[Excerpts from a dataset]
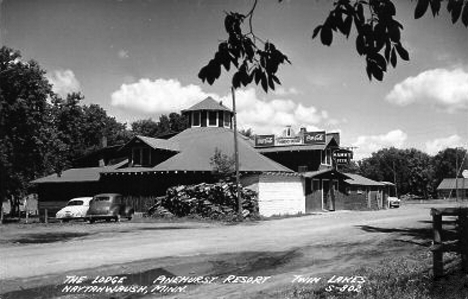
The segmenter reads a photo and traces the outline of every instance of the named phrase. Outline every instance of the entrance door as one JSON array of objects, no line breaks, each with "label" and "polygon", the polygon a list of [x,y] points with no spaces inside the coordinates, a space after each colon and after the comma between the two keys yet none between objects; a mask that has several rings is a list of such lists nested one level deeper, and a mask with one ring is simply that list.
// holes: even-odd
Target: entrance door
[{"label": "entrance door", "polygon": [[322,210],[328,210],[330,205],[330,181],[322,180]]},{"label": "entrance door", "polygon": [[338,185],[336,180],[323,180],[322,181],[322,209],[328,211],[335,210],[335,192],[333,184]]}]

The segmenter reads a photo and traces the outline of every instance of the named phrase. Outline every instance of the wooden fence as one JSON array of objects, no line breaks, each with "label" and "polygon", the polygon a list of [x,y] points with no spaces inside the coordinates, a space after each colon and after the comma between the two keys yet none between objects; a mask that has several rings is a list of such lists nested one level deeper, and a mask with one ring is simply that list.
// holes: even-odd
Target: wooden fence
[{"label": "wooden fence", "polygon": [[[468,273],[468,208],[432,208],[431,215],[434,232],[434,244],[431,246],[434,278],[444,275],[444,252],[458,252],[461,255],[462,271]],[[457,217],[458,240],[444,242],[443,216]]]}]

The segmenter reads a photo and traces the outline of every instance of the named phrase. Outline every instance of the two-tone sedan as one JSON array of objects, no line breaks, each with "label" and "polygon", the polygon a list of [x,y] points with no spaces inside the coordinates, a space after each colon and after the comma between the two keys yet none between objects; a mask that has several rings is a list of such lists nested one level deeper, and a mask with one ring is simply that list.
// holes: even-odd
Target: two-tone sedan
[{"label": "two-tone sedan", "polygon": [[55,214],[55,218],[62,222],[72,219],[84,219],[92,199],[92,197],[77,197],[69,200],[67,205]]}]

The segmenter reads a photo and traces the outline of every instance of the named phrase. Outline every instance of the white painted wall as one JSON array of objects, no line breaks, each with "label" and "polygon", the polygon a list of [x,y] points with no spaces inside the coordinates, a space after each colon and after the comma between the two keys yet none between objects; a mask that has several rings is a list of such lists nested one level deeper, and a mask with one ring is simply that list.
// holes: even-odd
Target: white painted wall
[{"label": "white painted wall", "polygon": [[305,213],[305,195],[301,177],[260,175],[258,182],[260,215]]}]

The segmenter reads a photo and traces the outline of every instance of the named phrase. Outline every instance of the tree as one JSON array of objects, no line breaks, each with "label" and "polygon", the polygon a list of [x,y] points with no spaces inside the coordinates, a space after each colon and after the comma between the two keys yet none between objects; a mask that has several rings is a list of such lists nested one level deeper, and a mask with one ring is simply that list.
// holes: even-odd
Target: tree
[{"label": "tree", "polygon": [[83,106],[82,146],[84,154],[102,147],[103,139],[106,143],[117,145],[130,140],[126,124],[119,123],[115,117],[107,115],[106,110],[97,104]]},{"label": "tree", "polygon": [[[455,178],[455,167],[458,164],[459,169],[468,169],[468,159],[466,157],[467,150],[463,148],[446,148],[438,152],[432,158],[432,167],[434,169],[433,189],[439,186],[440,182],[445,178]],[[457,163],[458,158],[458,163]],[[461,177],[460,172],[458,177]]]},{"label": "tree", "polygon": [[[228,34],[222,41],[214,58],[198,73],[203,81],[213,84],[221,75],[222,67],[236,69],[232,86],[238,88],[255,82],[265,92],[280,84],[276,76],[278,67],[289,59],[270,41],[259,38],[253,30],[253,16],[258,0],[253,1],[247,14],[229,12],[224,19]],[[282,2],[282,0],[279,0]],[[334,33],[349,38],[353,25],[356,30],[356,51],[363,56],[369,80],[383,80],[388,67],[397,66],[398,56],[409,60],[408,51],[401,43],[403,25],[395,19],[397,14],[393,0],[337,0],[326,20],[312,33],[312,39],[320,37],[323,45],[330,46]],[[435,17],[443,0],[417,0],[414,17],[421,18],[429,9]],[[461,19],[468,27],[468,1],[446,0],[446,9],[453,23]],[[247,29],[242,28],[247,27]]]},{"label": "tree", "polygon": [[242,130],[239,131],[239,133],[241,133],[242,135],[244,135],[245,137],[247,137],[249,139],[254,139],[254,132],[253,132],[252,128],[248,128],[247,130],[242,129]]},{"label": "tree", "polygon": [[53,125],[45,71],[0,49],[0,199],[23,196],[34,178],[60,167],[63,144]]},{"label": "tree", "polygon": [[81,105],[83,99],[81,93],[72,93],[66,99],[55,95],[52,100],[53,122],[65,147],[64,168],[71,166],[75,159],[102,147],[103,139],[112,145],[130,139],[125,124],[108,116],[97,104]]},{"label": "tree", "polygon": [[234,175],[234,157],[224,154],[220,149],[215,148],[210,164],[213,167],[213,174],[219,179],[231,179]]},{"label": "tree", "polygon": [[184,115],[172,112],[169,116],[163,114],[159,121],[151,118],[137,120],[131,124],[132,133],[148,137],[158,137],[170,133],[178,133],[188,128],[188,120]]},{"label": "tree", "polygon": [[417,149],[385,148],[361,162],[359,172],[376,181],[396,183],[398,193],[429,198],[435,194],[432,157]]}]

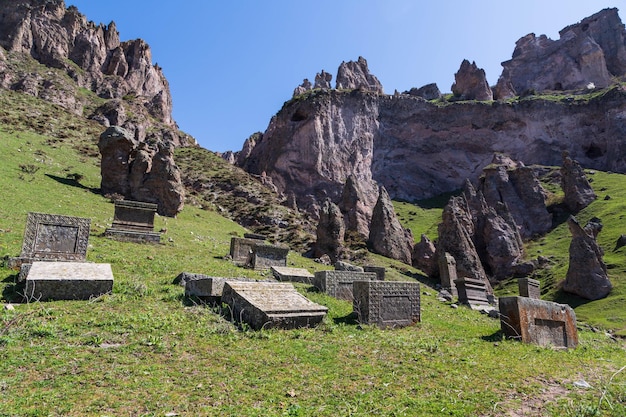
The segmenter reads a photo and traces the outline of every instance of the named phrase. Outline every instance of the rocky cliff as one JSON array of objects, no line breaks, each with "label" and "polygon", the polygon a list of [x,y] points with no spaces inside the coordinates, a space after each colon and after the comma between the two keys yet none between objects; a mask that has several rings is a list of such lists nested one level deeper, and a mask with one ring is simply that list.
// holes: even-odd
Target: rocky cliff
[{"label": "rocky cliff", "polygon": [[[152,64],[150,47],[141,39],[120,41],[113,22],[96,25],[63,0],[5,1],[0,47],[0,88],[23,91],[107,127],[123,126],[138,140],[156,135],[177,146],[195,143],[172,119],[169,85]],[[58,71],[42,72],[33,62]],[[104,103],[92,109],[81,89]]]},{"label": "rocky cliff", "polygon": [[[594,72],[583,65],[592,65],[596,56],[593,51],[585,55],[583,46],[594,42],[606,64],[599,73],[624,75],[626,37],[617,10],[603,10],[561,36],[549,56],[569,62],[570,71],[551,73],[549,83],[532,84],[535,94],[507,100],[456,101],[467,96],[461,90],[454,100],[427,101],[409,93],[385,95],[382,88],[303,88],[238,165],[265,173],[279,192],[295,195],[298,207],[314,215],[326,198],[339,201],[351,176],[367,188],[365,193],[375,195],[377,182],[393,199],[414,201],[460,189],[466,178],[476,181],[494,153],[526,165],[559,165],[567,151],[585,168],[626,172],[626,91],[614,78],[605,89],[590,86],[607,82],[588,76]],[[514,74],[524,74],[524,68],[544,59],[540,50],[523,49],[520,42],[513,59],[503,64],[501,77],[514,94],[526,89]],[[586,75],[570,82],[576,78],[572,73]],[[582,88],[558,95],[543,91],[559,82],[563,88]]]}]

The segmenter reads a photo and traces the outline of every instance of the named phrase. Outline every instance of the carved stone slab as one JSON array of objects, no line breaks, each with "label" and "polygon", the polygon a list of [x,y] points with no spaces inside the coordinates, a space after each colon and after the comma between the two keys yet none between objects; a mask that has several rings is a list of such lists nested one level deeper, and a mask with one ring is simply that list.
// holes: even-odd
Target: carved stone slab
[{"label": "carved stone slab", "polygon": [[578,345],[576,313],[570,306],[528,297],[501,297],[498,303],[507,337],[540,346]]},{"label": "carved stone slab", "polygon": [[236,265],[251,265],[254,247],[261,242],[259,239],[232,237],[230,239],[230,257]]},{"label": "carved stone slab", "polygon": [[287,266],[289,248],[266,243],[256,244],[252,250],[252,267],[269,269],[272,266]]},{"label": "carved stone slab", "polygon": [[250,278],[210,277],[202,274],[188,274],[185,281],[185,296],[219,303],[222,300],[224,284],[227,281],[256,282]]},{"label": "carved stone slab", "polygon": [[353,287],[352,305],[360,323],[388,328],[420,321],[419,283],[354,281]]},{"label": "carved stone slab", "polygon": [[89,300],[113,291],[110,264],[87,262],[33,262],[26,277],[26,298],[34,300]]},{"label": "carved stone slab", "polygon": [[91,219],[58,214],[28,213],[22,253],[13,267],[37,260],[84,261]]},{"label": "carved stone slab", "polygon": [[519,287],[519,295],[521,297],[535,298],[537,300],[541,298],[540,283],[538,280],[532,278],[519,278],[517,280],[517,285]]},{"label": "carved stone slab", "polygon": [[313,278],[313,285],[331,297],[352,301],[354,281],[373,281],[376,278],[374,272],[317,271]]},{"label": "carved stone slab", "polygon": [[328,308],[316,304],[287,282],[226,281],[222,302],[235,321],[262,328],[294,329],[319,324]]},{"label": "carved stone slab", "polygon": [[448,252],[444,252],[439,255],[437,263],[439,265],[441,287],[450,291],[450,294],[456,297],[458,293],[454,282],[458,279],[458,277],[456,275],[456,260],[454,259],[454,256]]},{"label": "carved stone slab", "polygon": [[472,305],[489,305],[487,286],[480,279],[459,278],[454,281],[459,296],[459,303]]},{"label": "carved stone slab", "polygon": [[154,232],[157,207],[157,204],[140,201],[115,201],[113,224],[104,235],[130,242],[160,242],[161,234]]},{"label": "carved stone slab", "polygon": [[387,272],[387,268],[384,266],[364,266],[363,271],[365,272],[374,272],[376,274],[376,279],[379,281],[385,280],[385,273]]},{"label": "carved stone slab", "polygon": [[314,275],[304,268],[289,268],[286,266],[272,266],[270,268],[274,278],[278,281],[303,282],[311,284]]}]

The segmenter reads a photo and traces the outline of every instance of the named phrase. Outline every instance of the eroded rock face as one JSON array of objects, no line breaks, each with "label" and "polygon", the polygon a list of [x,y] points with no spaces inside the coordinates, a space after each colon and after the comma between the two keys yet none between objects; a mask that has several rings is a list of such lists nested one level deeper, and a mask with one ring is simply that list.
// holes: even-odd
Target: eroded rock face
[{"label": "eroded rock face", "polygon": [[356,176],[349,176],[343,186],[338,206],[343,213],[346,230],[357,232],[367,239],[378,194],[372,192],[376,190],[374,182],[363,184],[365,187],[362,184]]},{"label": "eroded rock face", "polygon": [[305,78],[302,81],[302,84],[300,84],[299,86],[297,86],[294,90],[293,90],[293,96],[299,96],[300,94],[304,94],[309,90],[313,89],[313,85],[311,84],[311,81],[309,81],[308,78]]},{"label": "eroded rock face", "polygon": [[572,213],[578,213],[597,198],[585,171],[567,153],[563,153],[561,188],[564,193],[563,204]]},{"label": "eroded rock face", "polygon": [[421,97],[424,100],[436,100],[441,98],[441,91],[436,83],[426,84],[420,88],[411,88],[405,94]]},{"label": "eroded rock face", "polygon": [[613,286],[603,261],[604,251],[596,242],[601,223],[590,222],[582,228],[576,218],[570,216],[567,225],[572,233],[572,242],[563,290],[589,300],[606,297]]},{"label": "eroded rock face", "polygon": [[332,74],[329,74],[326,71],[322,70],[322,72],[318,72],[317,74],[315,74],[315,85],[313,86],[313,88],[330,90],[332,88],[330,85],[332,79]]},{"label": "eroded rock face", "polygon": [[421,269],[429,277],[439,274],[435,244],[426,235],[422,235],[420,241],[413,246],[413,266]]},{"label": "eroded rock face", "polygon": [[391,199],[385,187],[380,187],[378,201],[372,212],[372,223],[367,240],[372,251],[411,264],[413,236],[396,217]]},{"label": "eroded rock face", "polygon": [[313,256],[321,258],[328,255],[333,263],[337,262],[343,250],[345,227],[341,210],[330,200],[326,200],[320,208],[316,234]]},{"label": "eroded rock face", "polygon": [[604,9],[559,32],[552,40],[528,34],[517,41],[511,60],[503,62],[499,91],[572,90],[590,83],[606,87],[626,72],[626,31],[617,9]]},{"label": "eroded rock face", "polygon": [[367,61],[362,56],[358,61],[342,62],[337,70],[337,89],[361,89],[383,93],[383,86],[374,75],[370,74]]},{"label": "eroded rock face", "polygon": [[459,71],[454,74],[452,93],[462,100],[493,100],[485,70],[478,68],[475,62],[470,64],[467,59],[463,60]]},{"label": "eroded rock face", "polygon": [[180,171],[171,142],[139,142],[123,128],[109,127],[100,135],[100,172],[104,195],[156,203],[157,213],[176,216],[185,199]]}]

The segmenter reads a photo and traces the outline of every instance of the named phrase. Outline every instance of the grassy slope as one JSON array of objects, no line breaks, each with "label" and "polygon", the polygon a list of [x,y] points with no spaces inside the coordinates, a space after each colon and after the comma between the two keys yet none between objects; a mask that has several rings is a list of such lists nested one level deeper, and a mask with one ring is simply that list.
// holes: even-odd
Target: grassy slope
[{"label": "grassy slope", "polygon": [[[83,128],[67,115],[53,122]],[[320,327],[239,331],[171,282],[181,271],[261,277],[222,260],[243,229],[188,206],[176,219],[157,217],[167,229],[161,245],[103,238],[113,205],[94,192],[97,160],[74,149],[93,149],[96,136],[58,136],[0,123],[0,255],[19,254],[29,211],[90,217],[88,259],[111,263],[114,291],[0,311],[0,416],[591,415],[607,387],[603,415],[624,415],[623,341],[588,330],[572,351],[502,340],[497,321],[452,309],[428,287],[411,328],[357,326],[349,303],[299,286],[329,307]],[[72,173],[79,183],[65,180]],[[393,278],[416,274],[385,262]],[[294,253],[289,263],[319,267]],[[14,277],[0,269],[3,302]],[[580,379],[593,388],[576,389]]]}]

## Task directions
Where a line contains "of the grassy", begin there and output each line through the end of the data above, exactly; give no other lines.

## Response
The segmenter reads a photo and traces the outline of every instance of the named phrase. Outline every instance of the grassy slope as one JSON array of objects, no line breaks, each with "label" and "polygon", the polygon a list of [x,y] points with no spaces inside the coordinates, a space after each colon and after the comma between the two keys yet none between objects; a mask that has several rings is a list of such lists nested one level deeper, and a mask with one ring is simply that list.
// holes: even-odd
Target: grassy slope
[{"label": "grassy slope", "polygon": [[[83,128],[67,115],[53,122]],[[320,327],[239,331],[171,282],[181,271],[261,277],[222,260],[243,229],[188,206],[176,219],[157,217],[167,229],[161,245],[103,238],[113,205],[94,192],[97,160],[74,149],[93,149],[96,136],[58,136],[0,123],[0,255],[19,254],[29,211],[90,217],[88,259],[111,263],[114,291],[0,311],[0,416],[591,415],[607,387],[603,415],[624,415],[623,341],[588,330],[572,351],[502,340],[497,321],[452,309],[428,287],[411,328],[357,326],[349,303],[299,286],[329,307]],[[72,173],[79,183],[65,180]],[[393,278],[416,274],[385,262]],[[294,253],[289,263],[319,267]],[[14,277],[0,269],[3,302]],[[580,379],[593,388],[576,389]]]}]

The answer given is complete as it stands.